→ OBJECTIVE
Write out exactly the lines below that run from the line containing "You are given a photograph. For the white trailer" through the last line of the records.

>>>

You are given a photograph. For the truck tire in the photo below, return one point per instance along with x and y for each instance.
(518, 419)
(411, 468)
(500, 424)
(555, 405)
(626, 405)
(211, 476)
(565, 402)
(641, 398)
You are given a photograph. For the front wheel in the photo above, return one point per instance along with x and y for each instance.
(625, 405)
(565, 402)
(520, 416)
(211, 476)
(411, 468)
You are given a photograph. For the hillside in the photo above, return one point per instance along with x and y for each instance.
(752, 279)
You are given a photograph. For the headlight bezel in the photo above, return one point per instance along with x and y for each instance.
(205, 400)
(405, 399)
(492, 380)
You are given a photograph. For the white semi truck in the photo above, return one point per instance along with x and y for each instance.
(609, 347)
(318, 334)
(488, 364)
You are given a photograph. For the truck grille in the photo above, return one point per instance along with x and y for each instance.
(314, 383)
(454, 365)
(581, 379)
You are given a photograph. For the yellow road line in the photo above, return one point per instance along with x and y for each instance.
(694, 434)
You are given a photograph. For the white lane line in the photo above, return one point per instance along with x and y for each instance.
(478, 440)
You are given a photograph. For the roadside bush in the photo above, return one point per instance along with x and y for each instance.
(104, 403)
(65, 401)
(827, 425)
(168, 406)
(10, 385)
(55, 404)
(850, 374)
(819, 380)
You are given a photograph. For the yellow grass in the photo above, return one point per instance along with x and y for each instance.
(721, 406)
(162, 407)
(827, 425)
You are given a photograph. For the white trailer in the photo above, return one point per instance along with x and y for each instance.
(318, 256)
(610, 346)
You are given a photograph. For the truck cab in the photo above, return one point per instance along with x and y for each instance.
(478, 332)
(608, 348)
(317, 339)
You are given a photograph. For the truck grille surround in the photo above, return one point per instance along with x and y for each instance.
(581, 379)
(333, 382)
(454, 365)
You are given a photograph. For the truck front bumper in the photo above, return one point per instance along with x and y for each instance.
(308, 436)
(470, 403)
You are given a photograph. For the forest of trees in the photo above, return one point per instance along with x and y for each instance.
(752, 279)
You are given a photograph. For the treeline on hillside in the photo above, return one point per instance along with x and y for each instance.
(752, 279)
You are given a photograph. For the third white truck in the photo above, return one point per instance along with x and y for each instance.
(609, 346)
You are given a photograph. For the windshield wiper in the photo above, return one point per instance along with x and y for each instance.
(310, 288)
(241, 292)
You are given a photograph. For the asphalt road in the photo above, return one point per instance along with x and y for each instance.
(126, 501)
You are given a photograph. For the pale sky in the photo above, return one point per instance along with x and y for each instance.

<<<

→ OUTPUT OF THE TASK
You are given a photograph. For the white trailer in the photo above, return one point per instance along with x and y for each instance.
(318, 256)
(610, 346)
You are given a photograph. For the truck cab in the photo above, return one point per instance along with x and y for each instance.
(478, 332)
(608, 348)
(317, 339)
You are given a photograph. For the truck grille surround in the photo above, return one point per instance along with x and y for each instance.
(581, 379)
(333, 382)
(454, 365)
You are given a photograph. For the truck front bumper in the photo above, return one point per instance along with x and y for each instance.
(308, 436)
(470, 403)
You are given a photograph. For the forest of trees in the photo above, return one point per instance along with x and y for each instance.
(752, 279)
You are given a photograph. For the treeline on hillside in the photo above, return one point per instance along with x and y for each instance.
(752, 279)
You are given a photograph. For the third white truck in the photo above, return one point per instance along with x and y for each instance.
(609, 346)
You are given a photograph. For the windshield wiper in the photo above, return one point per instance along with x and y for each instance.
(310, 288)
(241, 292)
You are given a photograph. For the asphalt road in the photo above, return one point per instance along with x and y for each instance.
(126, 501)
You are given a photograph. For the pale sky in the photo above, return one point per instance along with x and y for each instance.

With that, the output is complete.